§ **Excerpted passage**:

-------------------------

I was so thankful that people were praying for me because I was hurting so badly that I could not pray for myself. I honestly could not get my thoughts together and at times, I was not coherent. Sometimes I felt like I passed out from the amount of pain. The headache grew worse every day. When I was awake, I wondered how much more I could take and when I would be hospitalized if something did not begin to change for the better. On Monday morning, six days after my diagnosis, I called the doctor to tell them what was happening. He felt I was critical at this point, and if I developed any more symptoms or my current symptoms grew worse that I would be going to the hospital. He explained he wanted me to try some medications. He prescribed steroids, a Z-pack, an inhaler, and cough pills. Within 15 minutes of taking the steroids, my headache began to subside. It truly felt like a miracle. I took the Z-pack and used the inhaler as prescribed. I gradually started feeling better and the temperature finally broke. I am grateful that I did not end up hospitalized like so many others I know. The rest of that second week was an improvement and I eventually started to eat normal again. We are so grateful for our church family who helped us so much during this time and saw to our every need. We have been blessed with a wonderful community.

-------------------------

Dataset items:
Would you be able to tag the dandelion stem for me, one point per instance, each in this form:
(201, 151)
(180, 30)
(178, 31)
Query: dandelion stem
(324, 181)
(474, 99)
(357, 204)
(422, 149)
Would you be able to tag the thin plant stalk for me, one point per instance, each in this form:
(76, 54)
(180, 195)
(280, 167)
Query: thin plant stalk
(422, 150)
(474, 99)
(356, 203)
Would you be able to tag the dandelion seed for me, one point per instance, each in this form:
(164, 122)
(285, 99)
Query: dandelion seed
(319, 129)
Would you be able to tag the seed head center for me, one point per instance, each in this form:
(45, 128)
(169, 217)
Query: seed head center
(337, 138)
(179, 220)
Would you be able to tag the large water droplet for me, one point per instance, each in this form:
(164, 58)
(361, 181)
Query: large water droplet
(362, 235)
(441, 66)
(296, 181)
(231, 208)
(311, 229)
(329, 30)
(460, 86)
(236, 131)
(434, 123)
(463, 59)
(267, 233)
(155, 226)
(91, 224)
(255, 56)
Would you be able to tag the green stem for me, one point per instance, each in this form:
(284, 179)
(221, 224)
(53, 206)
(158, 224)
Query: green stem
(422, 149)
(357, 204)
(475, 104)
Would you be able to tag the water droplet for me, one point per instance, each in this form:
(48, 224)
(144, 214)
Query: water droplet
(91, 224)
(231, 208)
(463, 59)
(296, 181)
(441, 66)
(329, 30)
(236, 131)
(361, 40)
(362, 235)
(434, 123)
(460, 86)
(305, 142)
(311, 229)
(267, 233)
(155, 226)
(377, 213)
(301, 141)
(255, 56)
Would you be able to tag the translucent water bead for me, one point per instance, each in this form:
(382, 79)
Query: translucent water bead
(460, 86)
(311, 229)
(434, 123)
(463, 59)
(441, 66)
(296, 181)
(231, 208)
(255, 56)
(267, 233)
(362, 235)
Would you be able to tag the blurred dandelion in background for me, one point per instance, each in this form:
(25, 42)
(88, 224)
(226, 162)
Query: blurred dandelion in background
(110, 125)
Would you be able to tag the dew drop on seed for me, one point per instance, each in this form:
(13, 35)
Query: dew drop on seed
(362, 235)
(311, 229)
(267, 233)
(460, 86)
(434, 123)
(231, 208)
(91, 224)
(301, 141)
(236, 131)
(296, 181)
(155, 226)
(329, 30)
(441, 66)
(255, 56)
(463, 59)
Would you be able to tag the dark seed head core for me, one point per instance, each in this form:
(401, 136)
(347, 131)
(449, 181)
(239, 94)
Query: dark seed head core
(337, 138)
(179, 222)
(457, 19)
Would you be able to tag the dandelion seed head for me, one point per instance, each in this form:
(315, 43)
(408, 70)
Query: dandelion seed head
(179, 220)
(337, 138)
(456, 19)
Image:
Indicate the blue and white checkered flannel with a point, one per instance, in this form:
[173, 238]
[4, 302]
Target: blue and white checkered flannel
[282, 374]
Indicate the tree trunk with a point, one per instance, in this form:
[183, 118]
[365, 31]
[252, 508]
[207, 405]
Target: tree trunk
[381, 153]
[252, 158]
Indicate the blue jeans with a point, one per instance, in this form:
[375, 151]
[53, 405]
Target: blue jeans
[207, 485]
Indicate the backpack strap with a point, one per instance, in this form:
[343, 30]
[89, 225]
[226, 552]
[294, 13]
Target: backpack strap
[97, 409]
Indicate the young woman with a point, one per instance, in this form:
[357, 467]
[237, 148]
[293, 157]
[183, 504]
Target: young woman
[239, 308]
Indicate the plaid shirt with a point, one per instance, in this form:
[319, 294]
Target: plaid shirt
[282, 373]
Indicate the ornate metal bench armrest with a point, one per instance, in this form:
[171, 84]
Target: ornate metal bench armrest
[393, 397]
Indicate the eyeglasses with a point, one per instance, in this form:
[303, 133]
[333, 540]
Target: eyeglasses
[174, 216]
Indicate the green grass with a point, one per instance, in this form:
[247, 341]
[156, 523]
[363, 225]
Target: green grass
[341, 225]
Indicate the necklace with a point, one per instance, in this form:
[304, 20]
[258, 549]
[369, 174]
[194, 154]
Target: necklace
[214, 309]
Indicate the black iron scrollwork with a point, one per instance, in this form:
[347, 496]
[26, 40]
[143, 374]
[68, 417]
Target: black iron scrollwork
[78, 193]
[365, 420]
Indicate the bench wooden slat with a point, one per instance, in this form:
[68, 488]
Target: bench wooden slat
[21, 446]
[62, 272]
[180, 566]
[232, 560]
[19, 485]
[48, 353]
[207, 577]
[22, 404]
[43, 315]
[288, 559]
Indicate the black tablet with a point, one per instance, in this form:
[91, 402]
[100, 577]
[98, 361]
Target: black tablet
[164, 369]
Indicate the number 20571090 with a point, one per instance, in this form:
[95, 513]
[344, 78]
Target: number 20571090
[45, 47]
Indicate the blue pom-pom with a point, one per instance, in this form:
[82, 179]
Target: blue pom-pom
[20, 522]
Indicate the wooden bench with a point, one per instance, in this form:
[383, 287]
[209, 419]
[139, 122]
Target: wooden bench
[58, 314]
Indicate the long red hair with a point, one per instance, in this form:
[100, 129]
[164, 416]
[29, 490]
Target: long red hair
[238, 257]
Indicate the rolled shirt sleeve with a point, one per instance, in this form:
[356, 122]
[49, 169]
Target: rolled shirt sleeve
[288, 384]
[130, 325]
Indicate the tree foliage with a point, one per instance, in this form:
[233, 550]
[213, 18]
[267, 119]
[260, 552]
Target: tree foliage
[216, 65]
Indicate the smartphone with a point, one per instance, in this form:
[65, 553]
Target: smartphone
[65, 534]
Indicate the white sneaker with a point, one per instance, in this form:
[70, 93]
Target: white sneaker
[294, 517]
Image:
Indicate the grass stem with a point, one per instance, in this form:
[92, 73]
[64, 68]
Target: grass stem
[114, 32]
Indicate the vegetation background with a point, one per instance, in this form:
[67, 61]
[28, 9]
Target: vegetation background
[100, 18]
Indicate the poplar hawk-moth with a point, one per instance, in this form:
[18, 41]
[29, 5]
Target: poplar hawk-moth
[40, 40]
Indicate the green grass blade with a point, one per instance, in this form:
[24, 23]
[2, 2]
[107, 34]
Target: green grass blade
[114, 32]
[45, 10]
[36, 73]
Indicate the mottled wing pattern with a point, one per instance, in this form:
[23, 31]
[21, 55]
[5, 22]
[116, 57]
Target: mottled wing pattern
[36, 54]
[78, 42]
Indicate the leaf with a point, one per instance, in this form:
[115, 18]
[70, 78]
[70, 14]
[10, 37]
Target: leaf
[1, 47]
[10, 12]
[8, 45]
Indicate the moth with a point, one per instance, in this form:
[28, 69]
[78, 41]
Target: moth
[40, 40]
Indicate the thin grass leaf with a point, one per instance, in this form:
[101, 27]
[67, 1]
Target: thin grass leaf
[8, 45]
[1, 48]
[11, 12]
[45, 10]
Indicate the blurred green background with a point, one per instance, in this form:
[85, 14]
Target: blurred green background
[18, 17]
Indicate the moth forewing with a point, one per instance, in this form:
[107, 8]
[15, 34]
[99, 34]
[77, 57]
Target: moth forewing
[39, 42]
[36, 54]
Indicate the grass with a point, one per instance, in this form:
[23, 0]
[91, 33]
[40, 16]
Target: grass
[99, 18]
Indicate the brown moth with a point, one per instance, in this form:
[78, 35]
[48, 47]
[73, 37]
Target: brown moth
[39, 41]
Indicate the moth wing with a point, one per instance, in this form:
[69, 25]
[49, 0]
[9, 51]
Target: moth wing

-------------------------

§ **Your tasks**:
1 – In the recovery account, why was the writer thankful that people were praying for them? Answer in one to three sentences.
2 – Go on with the account of the illness and recovery, starting after its last sentence.

§ **Answers to each task**:
1 – The writer was in so much pain that they could not pray for themselves. They could not get their thoughts together and at times were not coherent.

2 –
Now over two weeks from my diagnosis, I am feeling much better, but it seems that I am having a difficult time regaining my strength. I feel like I could sleep for days. I guess that is the body’s way of healing. My chest still feels a bit odd at times, and I can tell that the coronavirus has left a mark, but hopefully it won’t be permanent. I wanted to write this article to inform others of the real dangers of this virus. I heard so many people say that if you were healthy and young that you did not have anything to be concerned over, but I know that is not true. I would say 40 is still young and I am a healthy person, but this virus really wore me out. COVID-19 is a gamble. You may be the one that gets it that does not have any symptoms at all and it may be a walk in the park, or you could be the next person in the ICU on a ventilator fighting to live. Please take this illness seriously and do your part to stay healthy and to keep others healthy. I am thankful that Jesus Christ was with me each step of this difficult journey, and I know that he brought me through. Let’s also continue to keep healthcare staff in our thoughts and prayers as they battle this virus on the front lines. Many families in our community are struggling with COVID, and I am certain they need our prayers. Thank you for taking the time to read my experience, and I pray that you and your dear family stay well in the days ahead. I am overjoyed that God allowed me to get better and to continue my labor for Him!
(The Solution Column is provided by Pastor Brandon Young of Harmony Free Will Baptist Church, Hampton.)